**** Given records

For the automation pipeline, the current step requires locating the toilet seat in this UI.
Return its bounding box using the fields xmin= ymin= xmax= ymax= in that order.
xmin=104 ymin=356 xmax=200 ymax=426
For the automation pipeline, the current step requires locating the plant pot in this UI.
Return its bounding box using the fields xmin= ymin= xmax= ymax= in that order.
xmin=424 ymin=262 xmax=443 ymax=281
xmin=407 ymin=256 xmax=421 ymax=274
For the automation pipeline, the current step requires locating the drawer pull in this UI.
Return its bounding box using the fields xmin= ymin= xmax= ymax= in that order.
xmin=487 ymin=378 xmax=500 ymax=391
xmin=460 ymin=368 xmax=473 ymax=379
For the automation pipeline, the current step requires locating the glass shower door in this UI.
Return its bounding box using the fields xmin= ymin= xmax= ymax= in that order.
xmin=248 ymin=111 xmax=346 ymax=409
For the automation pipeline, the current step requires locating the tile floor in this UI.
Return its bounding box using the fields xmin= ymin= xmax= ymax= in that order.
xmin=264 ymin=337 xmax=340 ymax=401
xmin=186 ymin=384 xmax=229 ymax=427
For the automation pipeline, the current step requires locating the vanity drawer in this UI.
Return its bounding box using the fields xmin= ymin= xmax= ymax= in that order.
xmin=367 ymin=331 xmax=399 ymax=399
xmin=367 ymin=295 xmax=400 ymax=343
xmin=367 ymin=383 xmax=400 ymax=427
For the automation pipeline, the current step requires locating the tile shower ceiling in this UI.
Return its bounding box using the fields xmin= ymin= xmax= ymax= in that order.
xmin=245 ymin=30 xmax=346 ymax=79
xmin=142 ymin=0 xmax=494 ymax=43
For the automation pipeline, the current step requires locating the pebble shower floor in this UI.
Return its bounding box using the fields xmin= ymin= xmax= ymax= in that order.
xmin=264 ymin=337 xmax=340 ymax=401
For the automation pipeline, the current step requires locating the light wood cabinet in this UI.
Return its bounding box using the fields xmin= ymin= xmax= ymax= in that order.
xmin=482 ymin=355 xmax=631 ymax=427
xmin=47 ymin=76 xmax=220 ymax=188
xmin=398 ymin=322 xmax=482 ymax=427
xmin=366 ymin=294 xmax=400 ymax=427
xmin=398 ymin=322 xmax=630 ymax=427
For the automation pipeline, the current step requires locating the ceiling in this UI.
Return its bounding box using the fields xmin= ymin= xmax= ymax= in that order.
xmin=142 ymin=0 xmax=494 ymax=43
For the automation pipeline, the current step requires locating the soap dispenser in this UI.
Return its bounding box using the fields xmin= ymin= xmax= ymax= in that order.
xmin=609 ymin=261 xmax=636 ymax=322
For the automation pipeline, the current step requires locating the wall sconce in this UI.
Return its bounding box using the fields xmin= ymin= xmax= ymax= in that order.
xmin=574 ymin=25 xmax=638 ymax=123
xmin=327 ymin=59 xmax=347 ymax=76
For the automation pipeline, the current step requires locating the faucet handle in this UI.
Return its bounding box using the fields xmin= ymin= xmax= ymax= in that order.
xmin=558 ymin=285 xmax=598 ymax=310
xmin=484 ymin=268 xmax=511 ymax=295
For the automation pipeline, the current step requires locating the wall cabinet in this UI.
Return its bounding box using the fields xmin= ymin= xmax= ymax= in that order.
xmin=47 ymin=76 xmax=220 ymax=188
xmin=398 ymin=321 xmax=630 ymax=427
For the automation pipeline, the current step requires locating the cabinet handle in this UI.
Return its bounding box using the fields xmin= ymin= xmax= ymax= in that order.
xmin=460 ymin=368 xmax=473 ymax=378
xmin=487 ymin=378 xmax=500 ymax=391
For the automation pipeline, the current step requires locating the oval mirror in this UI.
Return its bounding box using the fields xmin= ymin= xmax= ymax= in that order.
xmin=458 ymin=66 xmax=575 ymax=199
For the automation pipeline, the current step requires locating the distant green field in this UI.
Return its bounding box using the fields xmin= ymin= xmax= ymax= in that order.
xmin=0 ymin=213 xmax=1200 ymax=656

********

Problem to solve
Could you put all the records above into a two-column CSV with the header columns "source" and "target", giving one row per record with its text in the first field and its answer in the second, each field quoted and any line breaks replaced by spaces?

Written reply
source,target
"For the automation pipeline, the current step requires locating the toilet seat in this UI. Return its bounding box using the fields xmin= ymin= xmax= ymax= in that order.","xmin=104 ymin=356 xmax=200 ymax=426"
"For the automation pipeline, the current step requires locating the plant pot in this UI. Return its bounding box using the fields xmin= ymin= xmax= ymax= in that order.","xmin=424 ymin=262 xmax=443 ymax=281 xmin=407 ymin=256 xmax=421 ymax=274"
"For the automation pipeline, the current step requires locating the drawer pull in this UI. Return its bounding box using the fields xmin= ymin= xmax= ymax= in that order.","xmin=487 ymin=378 xmax=500 ymax=391 xmin=460 ymin=368 xmax=473 ymax=379"
"For the automation pipeline, the current step requires locating the glass shower door in this UI. Return its bounding box using the fields xmin= ymin= xmax= ymax= in that order.","xmin=248 ymin=111 xmax=346 ymax=409"
"For the automation pipeline, the current step requires locating the tile floor in this UI. Return its bounding box using the fields xmin= ymin= xmax= ymax= in that order.","xmin=264 ymin=337 xmax=340 ymax=401 xmin=186 ymin=384 xmax=229 ymax=427"
"For the automation pipeline, the current step requires locating the vanity drawer in this UI. Return its bounding box using the fields xmin= ymin= xmax= ymax= in that order.","xmin=367 ymin=331 xmax=399 ymax=399 xmin=367 ymin=295 xmax=400 ymax=343 xmin=367 ymin=383 xmax=400 ymax=427"
"For the automation pipeline, the current step requires locating the tile shower ceiling in this UI. Return its bounding box using the fields xmin= ymin= xmax= ymax= in that order.","xmin=245 ymin=30 xmax=346 ymax=79 xmin=142 ymin=0 xmax=494 ymax=43"
"For the automation pipeline, the current step requires locating the pebble shower floor in this UI. Return its bounding box using the fields xmin= ymin= xmax= ymax= in that order.","xmin=264 ymin=337 xmax=340 ymax=401"
"For the automation pipeline, the current step requires locating the light wood cabinet in this UI. Return its bounding box using the fields xmin= ymin= xmax= ymax= in that order.","xmin=482 ymin=355 xmax=631 ymax=427 xmin=47 ymin=76 xmax=220 ymax=188 xmin=398 ymin=322 xmax=482 ymax=427 xmin=366 ymin=294 xmax=400 ymax=427 xmin=398 ymin=322 xmax=630 ymax=427"
"For the automation pipeline, the current step requires locating the ceiling in this UI. Return its bounding box using the fields xmin= ymin= xmax= ymax= in that order.","xmin=142 ymin=0 xmax=494 ymax=43"
"For the automation pipeline, the current step requires locating the soap dispenser in this UI. Return its bounding box using the fields xmin= ymin= xmax= ymax= in that order.","xmin=609 ymin=261 xmax=636 ymax=322"
"For the automation pipeline, the current step requires locating the wall sconce in this UI. Return its bounding box using the fields xmin= ymin= xmax= ymax= in that order.","xmin=574 ymin=25 xmax=638 ymax=123 xmin=327 ymin=59 xmax=347 ymax=76"
"For the automation pipeline, the current step requires locating the faucet handle in this UI. Return its bounding box using the fields xmin= ymin= xmax= ymax= in that order.","xmin=558 ymin=285 xmax=598 ymax=310 xmin=484 ymin=268 xmax=511 ymax=295"
"For the automation pipeline, the current step requires locating the wall cabinet in this UI. Return its bounding box using the fields xmin= ymin= xmax= ymax= in that order.","xmin=47 ymin=76 xmax=220 ymax=188 xmin=398 ymin=321 xmax=630 ymax=427"
"For the automation pipeline, the current step requires locating the cabinet handle in this UI. Return its bounding box using the fields xmin= ymin= xmax= ymax= in that order.","xmin=460 ymin=368 xmax=473 ymax=378 xmin=487 ymin=378 xmax=500 ymax=391"
"For the automation pipeline, the current step requires locating the oval mirror in this UI. Return its bounding box using the fields xmin= ymin= xmax= ymax= in that order.","xmin=458 ymin=66 xmax=575 ymax=199"
"For the automation pipeline, the current step requires locating the distant green field in this UI. Return its bounding box using the fields xmin= ymin= xmax= ymax= in that order.","xmin=0 ymin=213 xmax=1200 ymax=656"